■ **Selected passage**
..............................

Daniel Petit Conservative Charlesbourg—Haute-Saint-Charles, QC

Mr. Speaker, I am pleased to share with you our conclusions regarding Bill C-265, following its review by the Standing Committee on Human Resources, Social Development and the Status of Persons with Disabilities.

The first version of Bill C-265 proposes substantial amendments to the Employment Insurance Act, resulting in less stringent eligibility criteria and increases benefit rates. These proposals would have quite an impact on the fund. Before further discussing the repercussions identified by the standing committee, I believe it is important to analyze the situation in the more general context of today's labour market.

We acknowledge that there has been an economic slowdown in some sectors and certain regions in the country recently. However, in general, Canada's labour market indicators remain robust.

According to Statistics Canada, the unemployment rate in Canada continues to be one of the lowest in decades and the proportion of the population that is working has reached almost record levels. The participation rate of working age Canadians is 77.9%, one of the highest in the world. In addition, a review of long-term unemployment indicates that the rate declined from 13.5% in 1996 to only 4.4% in 2006 and 2007, under our government.

In short, more Canadians are working and the labour demand is high. Employment opportunities are abundant because a number of sectors are facing labour shortages and the aging of the active population in the next few years will only increase labour demand. In this context, one of the important objectives, now and in future, is to encourage the full participation of Canadians in the labour market.

..............................

■ **Dataset excerpt**
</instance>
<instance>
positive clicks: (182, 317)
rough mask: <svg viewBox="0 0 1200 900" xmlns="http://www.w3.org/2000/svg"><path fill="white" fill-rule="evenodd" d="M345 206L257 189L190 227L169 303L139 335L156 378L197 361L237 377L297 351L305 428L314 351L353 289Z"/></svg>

..............................

■ **Required work**
[A] In the speech on Bill C-265, rewrite the paragraph beginning "According to Statistics Canada" as a short bulleted list that keeps its main facts.
[B] List every percentage figure given in the speech on Bill C-265, along with what each one measures.
[C] Write the next part of the speech on Bill C-265, continuing from its final paragraph.

■ **Answers below**
[A]
- Statistics Canada reports that Canada's unemployment rate remains one of the lowest in decades.
- The share of the population that is working is near record levels.
- The participation rate of working-age Canadians is 77.9%, one of the highest in the world.
- Long-term unemployment fell from 13.5% in 1996 to 4.4% in 2006 and 2007, under the current government.

[B]
- 77.9%: the participation rate of working-age Canadians
- 13.5%: the long-term unemployment rate in 1996
- 4.4%: the long-term unemployment rate in 2006 and 2007

[C]
Of course we realize that even in periods of high employment, some individuals need the support of employment insurance. The facts indicate that the plan is meeting their needs. Statistics Canada's 2006 Employment Insurance Coverage Survey reports that almost 83% of individuals who pay into the plan and who lose their job or quit for allowable reasons are entitled to benefits. In regions where the unemployment rate is high, the proportion of eligible individuals has increased significantly.

Of course, the higher the unemployment rate in a given region, the harder it is to find a job there. That is why, in the employment insurance system, when the unemployment rate goes up, the number of hours required to be eligible for benefits goes down. Setting a fixed number of hours—360 hours in the first version of Bill C-265—works against the goal of achieving equal access to benefits across the country. In fact, the regions that would benefit the most are those that already have low unemployment rates. In such regions, eligibility requirements would be reduced by 50%, but regions with high unemployment would see only slight reductions.

When the standing committee reviewed Bill C-265, its members made it clear that a fixed rate, 360 hours, could have negative repercussions on the labour market and would be very expensive. By opposing that suggestion, the standing committee upheld the variable eligibility requirements and the provisions for people who are new entrants or re-entrants to the labour force, because it recognized that those requirements stimulate labour market activity.

With respect to benefit rates, following the standing committee's study, the bill still proposes increasing benefit rates by introducing a formula based on the 12 best weeks.

We believe that we need to find a happy medium between raising benefit rates and the possible factors associated with the notion of “best week” that could discourage people from working. It is important for members to keep in mind that we are currently conducting a pilot project in regions with high unemployment that calculates employment insurance benefits based on the 14 best weeks of income over the 52-week period preceding the claim.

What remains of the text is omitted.